_Instruction_:
Which lines in the entries below contain the word "positive"? Pull out each such line in full, treating uppercase and lowercase as different.

_Supplied material_:
------------

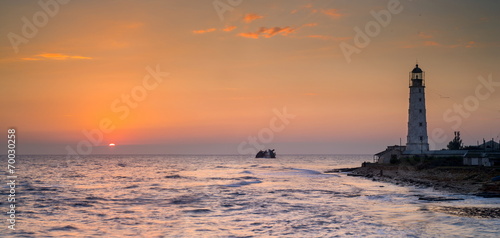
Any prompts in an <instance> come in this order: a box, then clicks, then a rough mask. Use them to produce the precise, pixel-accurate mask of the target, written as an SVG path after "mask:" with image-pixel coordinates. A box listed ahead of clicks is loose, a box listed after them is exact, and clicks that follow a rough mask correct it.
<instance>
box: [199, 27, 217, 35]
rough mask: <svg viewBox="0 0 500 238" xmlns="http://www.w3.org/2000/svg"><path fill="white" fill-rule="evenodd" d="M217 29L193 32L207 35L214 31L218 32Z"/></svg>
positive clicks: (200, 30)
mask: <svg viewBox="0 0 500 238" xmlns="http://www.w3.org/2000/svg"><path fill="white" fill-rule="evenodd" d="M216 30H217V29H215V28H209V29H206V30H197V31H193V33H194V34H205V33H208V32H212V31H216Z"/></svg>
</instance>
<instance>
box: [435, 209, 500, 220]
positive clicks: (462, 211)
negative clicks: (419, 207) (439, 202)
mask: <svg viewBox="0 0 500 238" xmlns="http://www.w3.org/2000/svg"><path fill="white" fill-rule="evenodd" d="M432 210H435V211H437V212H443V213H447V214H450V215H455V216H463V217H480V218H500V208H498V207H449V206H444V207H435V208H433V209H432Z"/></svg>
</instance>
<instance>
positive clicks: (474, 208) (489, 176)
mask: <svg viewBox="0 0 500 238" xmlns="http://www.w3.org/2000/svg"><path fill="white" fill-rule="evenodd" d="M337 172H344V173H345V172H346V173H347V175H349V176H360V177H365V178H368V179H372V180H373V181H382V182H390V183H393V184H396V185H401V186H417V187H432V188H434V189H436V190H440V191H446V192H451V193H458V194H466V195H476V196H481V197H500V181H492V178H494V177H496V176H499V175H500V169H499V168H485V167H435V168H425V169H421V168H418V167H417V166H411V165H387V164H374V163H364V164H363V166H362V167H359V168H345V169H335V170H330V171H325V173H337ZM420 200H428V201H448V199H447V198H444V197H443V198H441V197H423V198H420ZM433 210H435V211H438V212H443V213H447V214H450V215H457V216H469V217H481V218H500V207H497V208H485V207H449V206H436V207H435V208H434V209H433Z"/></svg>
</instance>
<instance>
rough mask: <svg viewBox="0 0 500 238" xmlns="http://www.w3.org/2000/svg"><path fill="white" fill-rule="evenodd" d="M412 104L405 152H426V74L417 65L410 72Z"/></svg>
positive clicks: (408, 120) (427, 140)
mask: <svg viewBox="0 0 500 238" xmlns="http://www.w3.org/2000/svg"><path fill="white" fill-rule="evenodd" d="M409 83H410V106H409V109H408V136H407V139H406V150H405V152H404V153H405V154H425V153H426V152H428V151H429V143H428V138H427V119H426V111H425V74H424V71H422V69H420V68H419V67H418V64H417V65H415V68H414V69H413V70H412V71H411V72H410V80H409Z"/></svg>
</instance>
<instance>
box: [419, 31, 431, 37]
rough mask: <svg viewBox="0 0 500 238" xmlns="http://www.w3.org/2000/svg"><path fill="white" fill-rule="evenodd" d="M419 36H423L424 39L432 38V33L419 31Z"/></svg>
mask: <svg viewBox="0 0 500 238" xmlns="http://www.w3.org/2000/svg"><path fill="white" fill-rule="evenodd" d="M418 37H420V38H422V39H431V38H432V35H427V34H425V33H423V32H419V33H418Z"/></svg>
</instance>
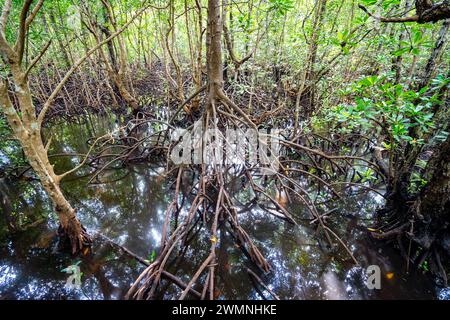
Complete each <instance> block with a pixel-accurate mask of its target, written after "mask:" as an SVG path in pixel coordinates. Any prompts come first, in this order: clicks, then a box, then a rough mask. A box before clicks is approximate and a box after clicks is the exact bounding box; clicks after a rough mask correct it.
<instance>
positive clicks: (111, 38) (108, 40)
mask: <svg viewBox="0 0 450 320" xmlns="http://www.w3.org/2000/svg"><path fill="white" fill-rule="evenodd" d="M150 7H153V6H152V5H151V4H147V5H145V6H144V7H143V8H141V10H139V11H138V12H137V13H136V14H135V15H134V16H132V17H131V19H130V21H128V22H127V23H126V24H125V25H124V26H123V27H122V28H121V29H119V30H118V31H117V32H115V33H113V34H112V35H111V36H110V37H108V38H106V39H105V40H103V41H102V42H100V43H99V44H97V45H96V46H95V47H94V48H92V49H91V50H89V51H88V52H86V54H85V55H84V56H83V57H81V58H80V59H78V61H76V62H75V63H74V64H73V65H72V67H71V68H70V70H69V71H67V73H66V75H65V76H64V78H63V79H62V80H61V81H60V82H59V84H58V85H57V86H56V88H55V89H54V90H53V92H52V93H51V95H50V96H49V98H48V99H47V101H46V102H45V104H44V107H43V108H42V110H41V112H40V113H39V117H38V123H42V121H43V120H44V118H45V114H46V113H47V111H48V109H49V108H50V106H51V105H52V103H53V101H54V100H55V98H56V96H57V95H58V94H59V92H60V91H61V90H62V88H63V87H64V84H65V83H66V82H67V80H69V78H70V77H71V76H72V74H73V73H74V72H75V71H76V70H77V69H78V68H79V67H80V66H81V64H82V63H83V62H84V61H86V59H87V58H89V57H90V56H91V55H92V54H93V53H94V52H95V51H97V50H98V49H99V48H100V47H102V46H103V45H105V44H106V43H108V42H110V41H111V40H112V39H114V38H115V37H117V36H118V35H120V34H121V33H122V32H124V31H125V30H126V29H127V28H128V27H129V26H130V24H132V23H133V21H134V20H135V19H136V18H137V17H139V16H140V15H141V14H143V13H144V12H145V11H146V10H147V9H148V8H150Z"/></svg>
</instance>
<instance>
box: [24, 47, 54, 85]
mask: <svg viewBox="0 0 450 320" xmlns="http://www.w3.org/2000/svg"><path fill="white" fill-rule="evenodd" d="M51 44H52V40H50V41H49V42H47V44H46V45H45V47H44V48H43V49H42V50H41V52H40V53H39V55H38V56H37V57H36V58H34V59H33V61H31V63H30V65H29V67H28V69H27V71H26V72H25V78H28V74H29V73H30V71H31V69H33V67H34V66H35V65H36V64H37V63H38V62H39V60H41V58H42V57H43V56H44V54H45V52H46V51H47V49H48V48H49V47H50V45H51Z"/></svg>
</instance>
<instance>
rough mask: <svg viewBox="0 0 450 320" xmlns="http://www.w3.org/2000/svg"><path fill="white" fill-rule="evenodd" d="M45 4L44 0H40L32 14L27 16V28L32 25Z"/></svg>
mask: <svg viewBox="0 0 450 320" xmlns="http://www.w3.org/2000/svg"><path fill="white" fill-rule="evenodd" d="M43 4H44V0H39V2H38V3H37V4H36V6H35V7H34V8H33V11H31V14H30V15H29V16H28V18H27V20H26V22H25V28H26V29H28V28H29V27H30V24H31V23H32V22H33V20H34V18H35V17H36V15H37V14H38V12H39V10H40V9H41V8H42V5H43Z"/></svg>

------------

_Expected answer_:
positive clicks: (200, 30)
positive clicks: (462, 211)
positive clicks: (474, 208) (489, 176)
positive clicks: (408, 120) (427, 140)
positive clicks: (111, 38) (108, 40)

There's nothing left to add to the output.